- [Work instruction]
From the first line to the last, write out the records exactly, leaving out images.

===== Data in this exercise

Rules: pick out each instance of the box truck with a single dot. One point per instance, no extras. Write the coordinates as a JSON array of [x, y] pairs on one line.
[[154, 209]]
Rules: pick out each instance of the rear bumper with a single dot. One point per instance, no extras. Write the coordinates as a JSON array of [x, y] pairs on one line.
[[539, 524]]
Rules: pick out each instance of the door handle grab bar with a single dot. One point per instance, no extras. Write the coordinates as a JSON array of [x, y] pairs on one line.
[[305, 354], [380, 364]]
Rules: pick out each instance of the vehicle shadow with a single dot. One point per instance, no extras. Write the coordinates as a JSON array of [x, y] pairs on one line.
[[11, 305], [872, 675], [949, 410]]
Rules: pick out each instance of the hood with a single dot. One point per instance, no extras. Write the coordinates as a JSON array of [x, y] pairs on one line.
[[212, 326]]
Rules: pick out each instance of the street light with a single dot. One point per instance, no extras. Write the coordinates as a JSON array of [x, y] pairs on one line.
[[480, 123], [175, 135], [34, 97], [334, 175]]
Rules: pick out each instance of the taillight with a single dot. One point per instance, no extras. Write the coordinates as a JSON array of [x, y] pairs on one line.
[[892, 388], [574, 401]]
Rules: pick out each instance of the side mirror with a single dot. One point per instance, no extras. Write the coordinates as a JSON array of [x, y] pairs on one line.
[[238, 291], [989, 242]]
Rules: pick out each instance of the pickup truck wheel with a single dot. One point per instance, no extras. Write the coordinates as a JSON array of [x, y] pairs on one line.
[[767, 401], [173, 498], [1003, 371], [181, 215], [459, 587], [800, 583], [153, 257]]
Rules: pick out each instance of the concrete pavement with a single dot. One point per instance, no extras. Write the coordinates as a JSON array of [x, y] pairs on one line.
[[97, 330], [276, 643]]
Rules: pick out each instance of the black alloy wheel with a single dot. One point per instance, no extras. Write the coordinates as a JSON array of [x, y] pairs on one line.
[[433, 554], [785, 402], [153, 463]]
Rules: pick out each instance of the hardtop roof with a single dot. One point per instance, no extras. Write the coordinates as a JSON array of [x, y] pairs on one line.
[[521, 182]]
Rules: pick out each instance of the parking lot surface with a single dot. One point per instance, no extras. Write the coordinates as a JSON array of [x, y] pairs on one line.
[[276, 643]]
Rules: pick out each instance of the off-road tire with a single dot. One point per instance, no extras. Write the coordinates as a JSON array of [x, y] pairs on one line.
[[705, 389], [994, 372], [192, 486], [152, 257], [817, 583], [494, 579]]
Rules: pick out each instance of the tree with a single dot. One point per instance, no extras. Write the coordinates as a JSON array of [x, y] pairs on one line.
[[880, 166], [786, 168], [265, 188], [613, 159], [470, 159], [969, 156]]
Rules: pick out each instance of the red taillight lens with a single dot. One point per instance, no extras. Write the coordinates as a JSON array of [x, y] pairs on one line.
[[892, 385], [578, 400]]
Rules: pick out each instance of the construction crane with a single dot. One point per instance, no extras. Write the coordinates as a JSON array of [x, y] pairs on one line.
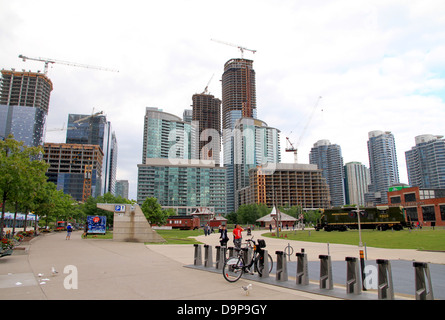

==========

- [Problem solution]
Rules: pick out each instance of the box truck with a single dot. One point per instance, no extras. Write the coordinates as a JSON array of [x, y] pairs on one line.
[[154, 209]]
Rules: pick out each instance of the rear bumper with a single dot. One point per instance, no extras. Write the coordinates as a JSON array of [x, y] pairs on one line.
[[539, 524]]
Rules: pick out each instance of the door handle grab bar with a single dot. One point per instance, no extras. Write the coordinates as a JSON array of [x, y] pairs on one line.
[[305, 354], [380, 364]]
Rules: pick out each instance of the vehicle shadow with a single dot. One point per instance, no extras. Write the coordinates as a JSON array of [x, y] pairs on one line.
[[11, 305], [872, 675], [949, 410]]
Rules: pick out each instance of the hood with a single dot. One point per instance, no extras. Write the coordinates as a JSON array of [x, y] pairs on one line.
[[212, 326]]
Rules: pick out each instance of the street light with a single dot. One point per instance, no extras. Write the coordinates as a JSON array of [x, y] pairs on one line.
[[480, 123], [175, 135], [34, 97], [334, 175]]
Rules: pick out each instance of the taillight with a single dot. One point per instance, no extras. Write the coordinates as a JSON array of [x, y] pairs on one line.
[[892, 388], [574, 401]]
Rules: pick out each instance of the side mirror with a single dot. One point per instance, no extras. Write the coordinates as a JSON array of [x, y] pairs on one line.
[[238, 291], [989, 242]]
Rules: pick out each instance of the pickup truck wheel with a single dot. One point per instance, no extras. Write the coordinates as a JSON array of [x, y] pairs on one line.
[[767, 401], [173, 498], [1003, 371], [181, 215], [459, 587], [800, 583], [153, 257]]
Rules: pick out each instance of the concrete pavement with a single dot. One point per instance, no extras. Write the coordinates as a JSON array of [x, y] pairs on one line.
[[97, 330], [276, 643]]
Rules: pick out each instance of the black alloy wheel with a single dot. One point per instance, no extras. Write the coordinates as a JSON array of [x, y] pairs on one line.
[[433, 554], [785, 402], [153, 463]]
Rules: pick out each instance of the hardtop roof with a single dot. One point per instance, no extras. Write the coordinates as a JSON array of [x, y] pairs on one line.
[[521, 182]]
Rules: pick out each instance of the parking lot surface with a single dot. One point per instance, no extras. Write the coordinates as a JSON array of [x, y] pairs on one line.
[[276, 643]]
Rules: pick out each instance of the off-road tire with a single dot. One point per instance, no extras. Write the coordinates as a JSON array of [x, y] pairs on one line.
[[705, 389], [994, 372], [192, 486], [152, 257], [817, 583], [494, 579]]
Rules: pick out each instance of the tree with a single dot. One point per instance, no extras. Write the coordinates as a JSON array of [x, y] pairs on one line.
[[880, 166], [786, 168], [265, 188], [613, 159], [470, 159], [969, 156]]
Rules: pick out each instance of the red taillight lens with a single dot. One point per instance, no extras. Write the coordinates as a JSON array of [x, y] pairs on one line.
[[892, 385], [578, 400]]
Rules: pick out each instance of the construction crane with a single dot. One point per instance, no extras. Write the coordinates as a JSON array of [x, y] pairs on one line.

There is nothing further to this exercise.